DIRECTIONS – Rewrite the listing below with "water reflection" replaced by "reflection on the water" everywhere it occurs, keeping everything else the same. Leave the pictures out of your answer.

INFORMATION SHOWN –
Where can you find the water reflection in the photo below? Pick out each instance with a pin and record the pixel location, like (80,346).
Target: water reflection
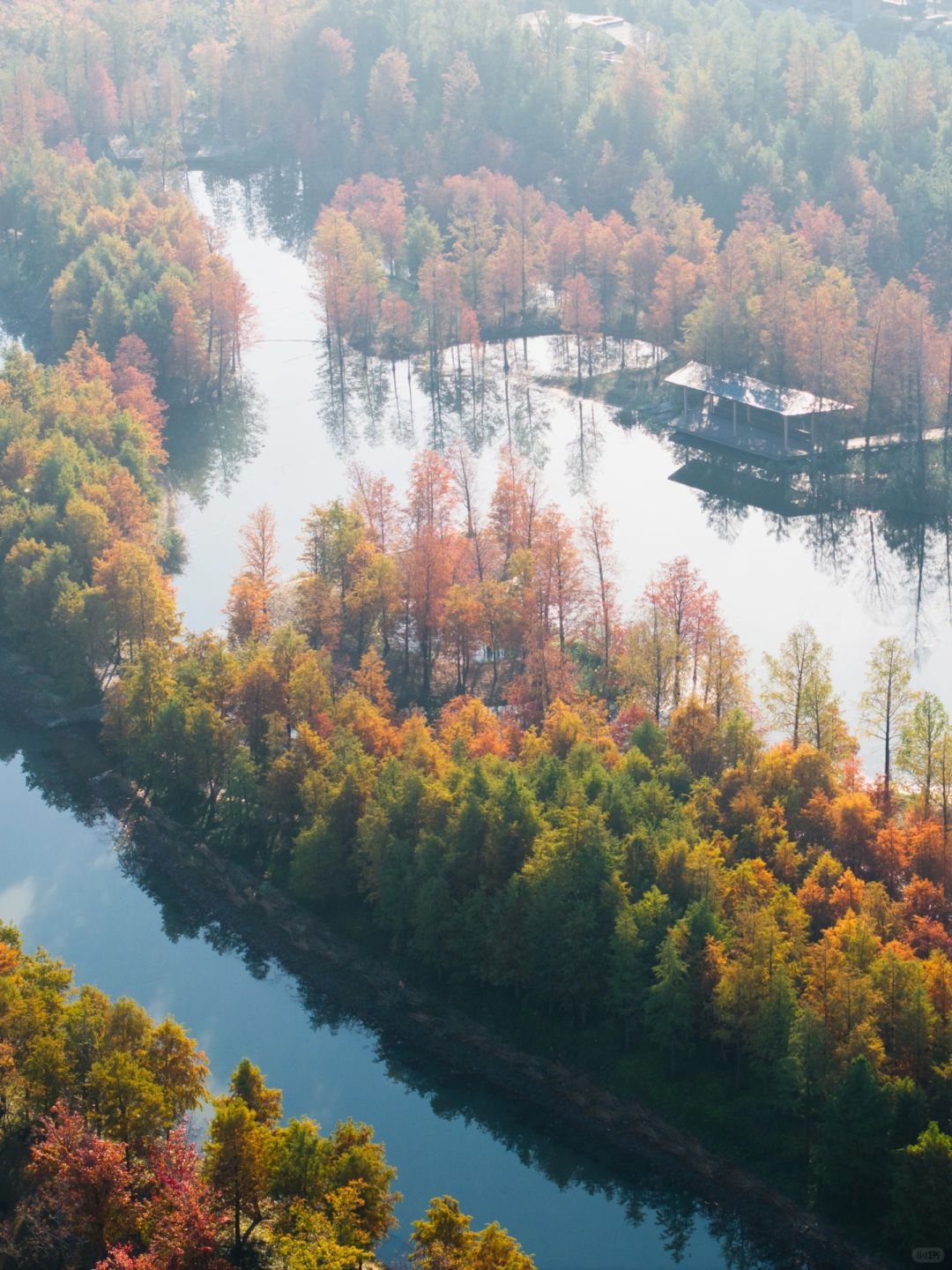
(464,395)
(885,517)
(691,1223)
(210,444)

RESPONSE –
Where can you find the reflection on the water in the photo below? Pick out each instance with a pin and record the pixel location, like (80,346).
Target: reflection on the water
(464,395)
(885,517)
(691,1223)
(210,444)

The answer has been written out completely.